E se a correspondência ipsis verbis diz tudo, fiquem cientes de que a entoação, ritmo e inflexão de voz, não passariam em claro nem aos mais distraídos. A prosa mecanizada faz lembrar aqueles vídeos em que jovens youtubers forçam as avós a decorar textos. Soou tão genuíno quanto o discurso de frete dessas simpáticas senhoras.
Por outro lado, se é pouco razoável que Rui Patrício se interesse pela leitura de peças processuais, então somos forçados a concluir que teve de treinar mais vezes aquele discurso do que as saídas de entre os postes. Alguém lhe diga que, num e noutro caso, o treino surtiu poucos efeitos práticos. Foi tão desastrado no depoimento, como aqueles voos no vazio à procura da bola.

§ Tarefas escritas:
1. Reescreva, por favor, o trecho do texto de origem entre "E se a correspondência" e "procura da bola.", inclusive, trocando "Rui Patrício" por "o guarda-redes".
2. Condense em tópicos o parágrafo do texto de origem iniciado por "Por outro lado", preservando os factos principais.
3. Enumere todos os aspetos da voz que, segundo o texto de origem, não passariam em claro nem aos mais distraídos.
As entradas são material à parte, sem relação com o texto de origem.

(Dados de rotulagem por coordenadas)
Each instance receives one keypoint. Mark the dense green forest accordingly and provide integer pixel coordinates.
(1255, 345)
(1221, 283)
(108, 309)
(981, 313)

§ Soluções:
1.
E se a correspondência ipsis verbis diz tudo, fiquem cientes de que a entoação, ritmo e inflexão de voz, não passariam em claro nem aos mais distraídos. A prosa mecanizada faz lembrar aqueles vídeos em que jovens youtubers forçam as avós a decorar textos. Soou tão genuíno quanto o discurso de frete dessas simpáticas senhoras.
Por outro lado, se é pouco razoável que o guarda-redes se interesse pela leitura de peças processuais, então somos forçados a concluir que teve de treinar mais vezes aquele discurso do que as saídas de entre os postes. Alguém lhe diga que, num e noutro caso, o treino surtiu poucos efeitos práticos. Foi tão desastrado no depoimento, como aqueles voos no vazio à procura da bola.

2.
- É pouco razoável que Rui Patrício se interesse pela leitura de peças processuais.
- Conclui-se, por isso, que treinou aquele discurso mais vezes do que as saídas de entre os postes.
- Nos dois casos, o treino surtiu poucos efeitos práticos.
- Foi tão desastrado no depoimento como nos voos no vazio à procura da bola.

3.
- entoação
- ritmo
- inflexão de voz